* **Exercise aim**
From first line to last, output the records below exactly.

START Listed entries

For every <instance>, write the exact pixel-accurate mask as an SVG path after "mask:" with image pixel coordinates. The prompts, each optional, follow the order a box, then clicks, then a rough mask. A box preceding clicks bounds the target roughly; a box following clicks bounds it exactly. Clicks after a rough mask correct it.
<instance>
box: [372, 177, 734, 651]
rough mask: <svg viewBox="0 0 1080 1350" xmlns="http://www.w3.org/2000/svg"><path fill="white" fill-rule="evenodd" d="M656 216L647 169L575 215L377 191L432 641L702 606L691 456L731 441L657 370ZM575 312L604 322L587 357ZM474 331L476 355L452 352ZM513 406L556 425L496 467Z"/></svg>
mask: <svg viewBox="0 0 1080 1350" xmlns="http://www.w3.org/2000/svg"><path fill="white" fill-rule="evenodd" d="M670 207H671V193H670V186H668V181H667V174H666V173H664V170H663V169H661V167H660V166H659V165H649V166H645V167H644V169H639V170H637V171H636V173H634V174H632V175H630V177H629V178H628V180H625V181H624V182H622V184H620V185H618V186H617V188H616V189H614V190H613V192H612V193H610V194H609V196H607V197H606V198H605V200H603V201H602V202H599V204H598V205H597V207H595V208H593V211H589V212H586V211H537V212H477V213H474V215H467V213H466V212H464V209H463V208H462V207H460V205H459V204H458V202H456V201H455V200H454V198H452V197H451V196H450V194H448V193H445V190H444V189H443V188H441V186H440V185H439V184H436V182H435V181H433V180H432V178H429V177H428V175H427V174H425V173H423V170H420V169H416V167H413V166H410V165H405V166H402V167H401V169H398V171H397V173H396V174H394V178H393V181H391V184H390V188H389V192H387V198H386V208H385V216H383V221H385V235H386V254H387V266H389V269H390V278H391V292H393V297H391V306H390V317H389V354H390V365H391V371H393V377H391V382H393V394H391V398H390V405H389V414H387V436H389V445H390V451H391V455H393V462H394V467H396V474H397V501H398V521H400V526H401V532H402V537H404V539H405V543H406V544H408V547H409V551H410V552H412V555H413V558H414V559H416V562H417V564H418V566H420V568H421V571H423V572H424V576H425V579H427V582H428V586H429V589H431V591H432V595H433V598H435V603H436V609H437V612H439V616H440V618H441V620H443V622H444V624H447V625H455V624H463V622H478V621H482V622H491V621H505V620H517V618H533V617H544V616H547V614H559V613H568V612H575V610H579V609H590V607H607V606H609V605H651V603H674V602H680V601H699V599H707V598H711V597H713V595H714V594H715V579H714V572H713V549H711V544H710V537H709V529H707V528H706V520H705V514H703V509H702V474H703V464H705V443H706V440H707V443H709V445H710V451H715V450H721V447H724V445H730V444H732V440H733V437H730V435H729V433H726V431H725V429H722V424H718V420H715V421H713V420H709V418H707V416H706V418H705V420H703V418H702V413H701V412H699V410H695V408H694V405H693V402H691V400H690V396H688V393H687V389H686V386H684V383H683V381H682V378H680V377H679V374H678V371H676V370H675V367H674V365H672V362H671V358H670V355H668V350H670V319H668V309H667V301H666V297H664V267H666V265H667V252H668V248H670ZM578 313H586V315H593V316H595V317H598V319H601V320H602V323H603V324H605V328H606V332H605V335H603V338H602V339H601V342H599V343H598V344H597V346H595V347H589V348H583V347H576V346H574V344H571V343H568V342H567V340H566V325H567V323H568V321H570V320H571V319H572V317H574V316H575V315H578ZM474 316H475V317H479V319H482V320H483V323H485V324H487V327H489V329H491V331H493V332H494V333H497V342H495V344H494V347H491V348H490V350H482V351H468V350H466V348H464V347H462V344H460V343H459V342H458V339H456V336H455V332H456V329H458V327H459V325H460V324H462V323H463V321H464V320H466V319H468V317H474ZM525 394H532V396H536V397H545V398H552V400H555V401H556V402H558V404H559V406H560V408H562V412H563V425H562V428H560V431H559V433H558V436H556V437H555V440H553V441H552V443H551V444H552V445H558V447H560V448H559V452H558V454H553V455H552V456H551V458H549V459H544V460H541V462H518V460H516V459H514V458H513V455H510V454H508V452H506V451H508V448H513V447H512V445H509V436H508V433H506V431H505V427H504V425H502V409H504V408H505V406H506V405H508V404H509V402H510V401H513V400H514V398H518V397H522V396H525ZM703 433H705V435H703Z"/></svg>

END Listed entries

* **Task solution**
For every <instance>, write the exact pixel-accurate mask as an SVG path after "mask:" with image pixel coordinates. The prompts, each optional, follow the order a box, then clicks, then a rough mask. A box preceding clicks bounds the target roughly; a box following clicks bounds it exactly. Clicks after a rough mask correct it.
<instance>
box: [372, 177, 734, 651]
rough mask: <svg viewBox="0 0 1080 1350" xmlns="http://www.w3.org/2000/svg"><path fill="white" fill-rule="evenodd" d="M656 216L647 169L575 215L377 191L432 641L702 606L691 456L731 441L657 370ZM575 312L604 322L587 357ZM474 331L476 355L452 352ZM513 406L556 425L496 467Z"/></svg>
mask: <svg viewBox="0 0 1080 1350" xmlns="http://www.w3.org/2000/svg"><path fill="white" fill-rule="evenodd" d="M670 207H671V193H670V186H668V181H667V174H666V173H664V170H663V169H661V167H660V166H659V165H649V166H645V167H644V169H639V170H637V171H636V173H634V174H632V175H630V177H629V178H628V180H625V181H624V182H622V184H620V185H618V186H617V188H616V189H614V190H613V192H612V193H610V194H609V196H607V197H606V198H605V200H603V201H602V202H599V204H598V205H597V207H595V208H593V211H589V212H586V211H537V212H477V213H474V215H467V213H466V212H464V209H463V208H462V207H460V205H459V204H458V202H456V201H455V200H454V198H452V197H451V196H450V194H448V193H445V190H444V189H443V188H441V186H440V185H439V184H436V182H435V181H433V180H432V178H429V177H428V175H427V174H425V173H423V170H420V169H416V167H413V166H410V165H405V166H402V167H401V169H398V171H397V173H396V174H394V178H393V181H391V184H390V188H389V192H387V198H386V208H385V216H383V221H385V235H386V254H387V266H389V269H390V278H391V292H393V297H391V306H390V317H389V354H390V365H391V371H393V377H391V382H393V394H391V398H390V405H389V414H387V436H389V445H390V451H391V455H393V462H394V467H396V474H397V501H398V521H400V526H401V532H402V537H404V539H405V543H406V544H408V547H409V551H410V552H412V555H413V558H414V559H416V562H417V564H418V566H420V568H421V571H423V572H424V576H425V579H427V582H428V586H429V589H431V591H432V595H433V598H435V603H436V609H437V612H439V616H440V618H441V620H443V622H444V624H447V625H455V624H463V622H478V621H482V622H491V621H505V620H517V618H533V617H544V616H547V614H559V613H568V612H575V610H579V609H590V607H607V606H609V605H651V603H674V602H680V601H699V599H707V598H711V597H713V595H714V594H715V579H714V572H713V549H711V544H710V537H709V529H707V528H706V520H705V514H703V509H702V474H703V464H705V443H706V440H707V443H709V445H710V451H715V450H721V447H724V445H730V444H732V440H733V437H730V435H729V433H726V431H725V429H722V424H718V420H715V421H713V420H709V418H707V416H706V418H705V420H703V418H702V413H701V412H699V410H695V408H694V405H693V402H691V400H690V396H688V393H687V389H686V386H684V383H683V381H682V378H680V377H679V374H678V371H676V370H675V367H674V365H672V362H671V358H670V355H668V350H670V319H668V309H667V301H666V297H664V267H666V265H667V252H668V248H670ZM578 313H586V315H593V316H595V317H598V319H601V320H602V323H603V324H605V328H606V332H605V335H603V338H602V339H601V342H599V343H598V344H597V346H595V347H589V348H583V347H576V346H574V344H571V343H568V342H567V340H566V325H567V323H568V321H570V320H571V319H572V317H574V316H575V315H578ZM474 316H475V317H479V319H482V320H483V323H485V324H487V327H489V329H491V331H493V332H494V333H497V342H495V344H494V347H491V348H490V350H482V351H468V350H466V348H464V347H462V344H460V343H459V342H458V339H456V336H455V332H456V329H458V327H459V325H460V324H462V323H463V321H464V320H466V319H468V317H474ZM525 394H532V396H536V397H545V398H552V400H555V401H556V402H558V404H559V406H560V408H562V412H563V425H562V428H560V431H559V433H558V436H556V437H555V440H553V441H552V443H551V444H552V445H558V447H560V448H559V452H558V454H553V455H552V456H551V458H549V459H544V460H541V462H518V460H516V459H514V458H513V455H510V454H508V452H506V451H508V448H513V447H512V445H509V436H508V433H506V431H505V427H504V425H502V409H504V408H505V406H506V405H508V404H509V402H510V401H513V400H514V398H518V397H522V396H525ZM703 433H705V435H703Z"/></svg>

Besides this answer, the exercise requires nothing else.